Data items
(begin)
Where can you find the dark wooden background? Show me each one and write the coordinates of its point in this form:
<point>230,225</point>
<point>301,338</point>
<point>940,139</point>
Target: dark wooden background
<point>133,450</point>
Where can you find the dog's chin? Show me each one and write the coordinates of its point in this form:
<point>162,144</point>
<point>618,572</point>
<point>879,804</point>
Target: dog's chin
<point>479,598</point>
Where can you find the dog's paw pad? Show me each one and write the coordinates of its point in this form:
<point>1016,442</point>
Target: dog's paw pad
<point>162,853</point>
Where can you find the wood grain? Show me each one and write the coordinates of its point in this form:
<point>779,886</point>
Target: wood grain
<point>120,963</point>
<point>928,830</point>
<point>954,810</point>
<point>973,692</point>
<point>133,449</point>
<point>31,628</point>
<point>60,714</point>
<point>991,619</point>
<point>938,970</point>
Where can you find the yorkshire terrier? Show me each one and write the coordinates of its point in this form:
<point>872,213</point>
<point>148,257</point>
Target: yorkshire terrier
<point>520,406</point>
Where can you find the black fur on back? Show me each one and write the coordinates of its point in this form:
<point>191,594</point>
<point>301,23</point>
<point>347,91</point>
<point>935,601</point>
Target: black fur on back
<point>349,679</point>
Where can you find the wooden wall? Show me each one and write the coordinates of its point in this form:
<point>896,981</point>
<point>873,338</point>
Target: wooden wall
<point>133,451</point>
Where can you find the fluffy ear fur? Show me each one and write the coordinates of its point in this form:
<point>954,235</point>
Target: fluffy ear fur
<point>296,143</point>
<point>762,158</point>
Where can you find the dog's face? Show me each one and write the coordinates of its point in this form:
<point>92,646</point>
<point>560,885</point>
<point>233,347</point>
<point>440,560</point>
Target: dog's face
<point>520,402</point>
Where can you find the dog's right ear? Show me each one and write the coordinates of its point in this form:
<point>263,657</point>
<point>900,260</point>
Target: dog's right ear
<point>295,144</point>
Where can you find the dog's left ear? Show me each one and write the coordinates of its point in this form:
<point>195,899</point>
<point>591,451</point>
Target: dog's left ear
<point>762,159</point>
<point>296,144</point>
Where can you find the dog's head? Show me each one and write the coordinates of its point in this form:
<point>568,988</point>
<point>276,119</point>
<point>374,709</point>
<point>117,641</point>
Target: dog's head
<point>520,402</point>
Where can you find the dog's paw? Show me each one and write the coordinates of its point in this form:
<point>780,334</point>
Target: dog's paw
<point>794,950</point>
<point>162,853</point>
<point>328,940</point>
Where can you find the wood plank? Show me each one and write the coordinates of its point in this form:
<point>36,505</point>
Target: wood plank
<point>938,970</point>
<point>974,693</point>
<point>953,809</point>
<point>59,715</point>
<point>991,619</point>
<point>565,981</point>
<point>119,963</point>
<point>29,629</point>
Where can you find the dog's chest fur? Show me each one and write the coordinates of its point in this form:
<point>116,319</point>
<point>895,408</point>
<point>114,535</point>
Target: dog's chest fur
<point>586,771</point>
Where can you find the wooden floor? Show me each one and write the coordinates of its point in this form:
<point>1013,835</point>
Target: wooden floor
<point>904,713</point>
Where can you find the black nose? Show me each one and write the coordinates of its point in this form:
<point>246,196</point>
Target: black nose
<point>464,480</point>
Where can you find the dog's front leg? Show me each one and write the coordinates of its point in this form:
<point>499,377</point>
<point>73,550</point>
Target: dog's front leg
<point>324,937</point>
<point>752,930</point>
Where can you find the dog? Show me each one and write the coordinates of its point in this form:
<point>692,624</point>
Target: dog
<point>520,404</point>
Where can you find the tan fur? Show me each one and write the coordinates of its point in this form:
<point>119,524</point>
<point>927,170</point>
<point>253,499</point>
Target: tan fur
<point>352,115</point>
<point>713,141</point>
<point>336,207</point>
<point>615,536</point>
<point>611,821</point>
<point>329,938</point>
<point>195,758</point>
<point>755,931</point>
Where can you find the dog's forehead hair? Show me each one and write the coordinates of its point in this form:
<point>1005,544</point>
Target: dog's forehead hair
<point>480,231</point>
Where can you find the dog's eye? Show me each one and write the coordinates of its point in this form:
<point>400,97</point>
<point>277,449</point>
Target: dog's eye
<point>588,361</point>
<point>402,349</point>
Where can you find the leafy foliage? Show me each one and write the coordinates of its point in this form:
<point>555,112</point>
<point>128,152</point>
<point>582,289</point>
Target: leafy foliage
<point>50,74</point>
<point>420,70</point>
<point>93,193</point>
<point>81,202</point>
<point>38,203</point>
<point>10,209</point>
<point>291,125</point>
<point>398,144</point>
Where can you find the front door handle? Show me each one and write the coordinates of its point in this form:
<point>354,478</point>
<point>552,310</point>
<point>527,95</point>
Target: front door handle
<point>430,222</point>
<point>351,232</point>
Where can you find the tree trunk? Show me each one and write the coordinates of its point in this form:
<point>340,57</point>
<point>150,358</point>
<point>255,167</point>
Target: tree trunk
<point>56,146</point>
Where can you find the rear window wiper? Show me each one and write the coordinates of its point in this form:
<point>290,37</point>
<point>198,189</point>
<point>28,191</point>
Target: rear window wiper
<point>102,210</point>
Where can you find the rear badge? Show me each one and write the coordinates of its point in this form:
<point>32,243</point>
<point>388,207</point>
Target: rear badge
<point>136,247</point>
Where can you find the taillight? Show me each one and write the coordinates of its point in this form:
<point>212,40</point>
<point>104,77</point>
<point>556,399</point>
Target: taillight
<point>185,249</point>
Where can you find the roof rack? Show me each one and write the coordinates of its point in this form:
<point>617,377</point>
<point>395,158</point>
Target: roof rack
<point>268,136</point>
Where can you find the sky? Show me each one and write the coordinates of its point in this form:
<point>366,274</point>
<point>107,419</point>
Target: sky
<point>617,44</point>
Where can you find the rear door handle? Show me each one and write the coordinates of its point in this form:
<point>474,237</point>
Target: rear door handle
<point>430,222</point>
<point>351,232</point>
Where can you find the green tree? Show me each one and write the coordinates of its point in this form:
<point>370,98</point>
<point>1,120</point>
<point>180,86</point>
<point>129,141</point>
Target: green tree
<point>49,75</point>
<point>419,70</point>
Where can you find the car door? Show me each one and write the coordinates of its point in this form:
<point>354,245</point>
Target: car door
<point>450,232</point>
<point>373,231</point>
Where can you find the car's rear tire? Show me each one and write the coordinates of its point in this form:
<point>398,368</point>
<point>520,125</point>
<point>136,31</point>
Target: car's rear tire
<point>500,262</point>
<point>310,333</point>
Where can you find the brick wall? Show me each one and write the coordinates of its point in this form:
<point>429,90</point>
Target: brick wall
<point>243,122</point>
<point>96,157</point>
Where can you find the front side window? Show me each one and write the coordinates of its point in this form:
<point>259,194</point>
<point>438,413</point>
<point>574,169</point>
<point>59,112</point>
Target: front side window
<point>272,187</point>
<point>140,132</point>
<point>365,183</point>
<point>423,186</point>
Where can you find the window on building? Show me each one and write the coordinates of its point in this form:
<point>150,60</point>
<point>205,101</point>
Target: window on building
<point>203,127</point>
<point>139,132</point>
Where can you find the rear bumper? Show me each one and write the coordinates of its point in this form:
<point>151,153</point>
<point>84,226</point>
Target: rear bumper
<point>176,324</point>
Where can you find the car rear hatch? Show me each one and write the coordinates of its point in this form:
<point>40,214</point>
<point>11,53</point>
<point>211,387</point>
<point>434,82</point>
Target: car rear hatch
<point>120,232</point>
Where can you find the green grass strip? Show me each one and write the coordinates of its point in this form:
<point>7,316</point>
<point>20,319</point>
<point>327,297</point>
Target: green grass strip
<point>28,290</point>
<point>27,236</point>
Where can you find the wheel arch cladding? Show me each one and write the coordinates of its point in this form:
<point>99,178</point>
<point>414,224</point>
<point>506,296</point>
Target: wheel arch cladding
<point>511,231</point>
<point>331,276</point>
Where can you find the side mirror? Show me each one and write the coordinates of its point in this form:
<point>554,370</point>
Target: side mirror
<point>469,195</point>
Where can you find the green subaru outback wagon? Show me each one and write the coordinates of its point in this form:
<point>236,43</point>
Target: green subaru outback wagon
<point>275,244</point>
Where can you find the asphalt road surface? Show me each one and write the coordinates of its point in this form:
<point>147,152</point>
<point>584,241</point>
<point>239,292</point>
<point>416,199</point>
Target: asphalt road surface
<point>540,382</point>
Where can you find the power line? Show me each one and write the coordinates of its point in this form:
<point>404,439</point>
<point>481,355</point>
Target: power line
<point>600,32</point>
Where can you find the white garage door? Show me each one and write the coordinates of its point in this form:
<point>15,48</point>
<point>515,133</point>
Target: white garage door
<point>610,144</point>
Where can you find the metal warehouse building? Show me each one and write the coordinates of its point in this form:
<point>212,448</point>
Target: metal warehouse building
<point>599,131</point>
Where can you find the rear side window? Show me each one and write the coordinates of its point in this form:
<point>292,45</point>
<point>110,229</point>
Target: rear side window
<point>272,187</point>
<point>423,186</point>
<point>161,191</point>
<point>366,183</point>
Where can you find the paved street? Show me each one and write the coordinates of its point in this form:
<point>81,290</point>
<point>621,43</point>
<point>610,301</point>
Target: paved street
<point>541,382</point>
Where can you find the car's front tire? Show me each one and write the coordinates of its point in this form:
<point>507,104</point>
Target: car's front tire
(end)
### TASK DIRECTIONS
Retype the lines from the line with "Where can you find the yorkshire" up to and including the line with "<point>520,406</point>".

### RESULT OF THIS EXERCISE
Where can you find the yorkshire terrier? Show me each one and write the coordinates of its point in this form:
<point>872,213</point>
<point>148,257</point>
Target: yorkshire terrier
<point>520,406</point>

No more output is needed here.